#### Selected excerpt ####

Sitecore Quicktip: Managing Excessive Interactions in the Collection Database
Sitecore XP is a complex system designed for personalization, analytics, and a whole range of marketing capabilities. However, it can become unhealthy is not properly managed. One of the primary keys for Sitecore to leverage in xConnect/xDB is interactions. A single contact can generate an excessive amount of interactions, and while this is usually seen with bot/synthetic like activity, its imperative to check data within the Shard databases to determine 1) do you have excessive contacts and 2) what do you do if you see excessive contacts.
Contents
Why Does This Matter?
Taking straight from the Sitecore documentation, excessive interactions cause significant harm on both the xConnect roles and the backend Collection database (aka, the Shards). To make matters worse, as there are several databases and roles that interact together, this bottleneck can cause a host of issues to the point of destabilizing an environment:
A contact with an excessive number of interactions can cause high resource consumption on the xConnect instance and SQL databases. This can result in HTTP Server errors because the requests take a long time to execute… Contacts with several thousands of interactions must be checked further since they might cause harm to the system
https://support.sitecore.com/kb?id=kb_article_view&sysparm_article=KB0417184
How Do I Find Excessive Interactions?
Get you SQL query chops ready and fire up SSMS because there a few key queries to run against the Shard databases to surface if and where excessive interactions are occurring.

####

== What to do ==
A - Transcribe the whole Sitecore tip on excessive interactions in the Collection database.
B - Restate word for word the lines of the listing from the line containing "query | ocean" through the last line of the listing, including both of those lines.
The Sitecore tip and the listing have no connection to each other.

#### Materials provided ####

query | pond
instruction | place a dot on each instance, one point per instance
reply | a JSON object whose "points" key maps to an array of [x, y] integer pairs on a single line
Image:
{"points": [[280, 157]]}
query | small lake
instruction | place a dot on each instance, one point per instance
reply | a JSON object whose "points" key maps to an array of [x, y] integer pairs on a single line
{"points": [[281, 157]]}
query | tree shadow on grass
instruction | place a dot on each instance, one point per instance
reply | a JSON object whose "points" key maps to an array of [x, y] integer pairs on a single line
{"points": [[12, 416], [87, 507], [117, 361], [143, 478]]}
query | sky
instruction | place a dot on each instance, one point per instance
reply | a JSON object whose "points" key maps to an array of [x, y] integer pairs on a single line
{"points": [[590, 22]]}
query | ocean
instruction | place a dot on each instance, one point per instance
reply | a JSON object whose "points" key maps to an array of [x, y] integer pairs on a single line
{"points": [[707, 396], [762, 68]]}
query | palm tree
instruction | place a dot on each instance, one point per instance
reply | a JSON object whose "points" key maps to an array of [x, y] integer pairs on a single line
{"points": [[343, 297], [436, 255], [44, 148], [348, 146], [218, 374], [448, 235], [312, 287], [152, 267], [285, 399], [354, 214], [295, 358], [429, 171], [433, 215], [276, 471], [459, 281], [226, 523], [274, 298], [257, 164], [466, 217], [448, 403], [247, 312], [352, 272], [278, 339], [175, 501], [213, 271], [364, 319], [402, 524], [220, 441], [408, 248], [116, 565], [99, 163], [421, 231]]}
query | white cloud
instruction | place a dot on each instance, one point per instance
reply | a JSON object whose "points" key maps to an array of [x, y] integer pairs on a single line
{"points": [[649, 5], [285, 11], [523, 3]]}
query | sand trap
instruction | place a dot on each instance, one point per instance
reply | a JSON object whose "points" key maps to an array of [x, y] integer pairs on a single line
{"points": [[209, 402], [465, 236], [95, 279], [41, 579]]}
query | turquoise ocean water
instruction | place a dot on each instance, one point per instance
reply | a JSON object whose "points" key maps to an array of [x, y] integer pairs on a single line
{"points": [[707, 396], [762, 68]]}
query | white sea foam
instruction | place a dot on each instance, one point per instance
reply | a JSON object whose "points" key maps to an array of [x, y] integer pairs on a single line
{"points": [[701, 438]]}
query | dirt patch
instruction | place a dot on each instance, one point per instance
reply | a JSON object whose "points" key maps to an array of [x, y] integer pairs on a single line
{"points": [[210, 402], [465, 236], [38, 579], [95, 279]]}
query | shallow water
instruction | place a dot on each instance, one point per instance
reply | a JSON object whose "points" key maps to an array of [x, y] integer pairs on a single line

####

== Final results ==
A -
Sitecore Quicktip: Managing Excessive Interactions in the Collection Database
Sitecore XP is a complex system designed for personalization, analytics, and a whole range of marketing capabilities. However, it can become unhealthy is not properly managed. One of the primary keys for Sitecore to leverage in xConnect/xDB is interactions. A single contact can generate an excessive amount of interactions, and while this is usually seen with bot/synthetic like activity, its imperative to check data within the Shard databases to determine 1) do you have excessive contacts and 2) what do you do if you see excessive contacts.
Contents
Why Does This Matter?
Taking straight from the Sitecore documentation, excessive interactions cause significant harm on both the xConnect roles and the backend Collection database (aka, the Shards). To make matters worse, as there are several databases and roles that interact together, this bottleneck can cause a host of issues to the point of destabilizing an environment:
A contact with an excessive number of interactions can cause high resource consumption on the xConnect instance and SQL databases. This can result in HTTP Server errors because the requests take a long time to execute… Contacts with several thousands of interactions must be checked further since they might cause harm to the system
https://support.sitecore.com/kb?id=kb_article_view&sysparm_article=KB0417184
How Do I Find Excessive Interactions?
Get you SQL query chops ready and fire up SSMS because there a few key queries to run against the Shard databases to surface if and where excessive interactions are occurring.

B -
query | ocean
instruction | place a dot on each instance, one point per instance
reply | a JSON object whose "points" key maps to an array of [x, y] integer pairs on a single line
{"points": [[707, 396], [762, 68]]}
query | palm tree
instruction | place a dot on each instance, one point per instance
reply | a JSON object whose "points" key maps to an array of [x, y] integer pairs on a single line
{"points": [[343, 297], [436, 255], [44, 148], [348, 146], [218, 374], [448, 235], [312, 287], [152, 267], [285, 399], [354, 214], [295, 358], [429, 171], [433, 215], [276, 471], [459, 281], [226, 523], [274, 298], [257, 164], [466, 217], [448, 403], [247, 312], [352, 272], [278, 339], [175, 501], [213, 271], [364, 319], [402, 524], [220, 441], [408, 248], [116, 565], [99, 163], [421, 231]]}
query | white cloud
instruction | place a dot on each instance, one point per instance
reply | a JSON object whose "points" key maps to an array of [x, y] integer pairs on a single line
{"points": [[649, 5], [285, 11], [523, 3]]}
query | sand trap
instruction | place a dot on each instance, one point per instance
reply | a JSON object whose "points" key maps to an array of [x, y] integer pairs on a single line
{"points": [[209, 402], [465, 236], [95, 279], [41, 579]]}
query | turquoise ocean water
instruction | place a dot on each instance, one point per instance
reply | a JSON object whose "points" key maps to an array of [x, y] integer pairs on a single line
{"points": [[707, 396], [762, 68]]}
query | white sea foam
instruction | place a dot on each instance, one point per instance
reply | a JSON object whose "points" key maps to an array of [x, y] integer pairs on a single line
{"points": [[701, 438]]}
query | dirt patch
instruction | place a dot on each instance, one point per instance
reply | a JSON object whose "points" key maps to an array of [x, y] integer pairs on a single line
{"points": [[210, 402], [465, 236], [38, 579], [95, 279]]}
query | shallow water
instruction | place a dot on each instance, one point per instance
reply | a JSON object whose "points" key maps to an array of [x, y] integer pairs on a single line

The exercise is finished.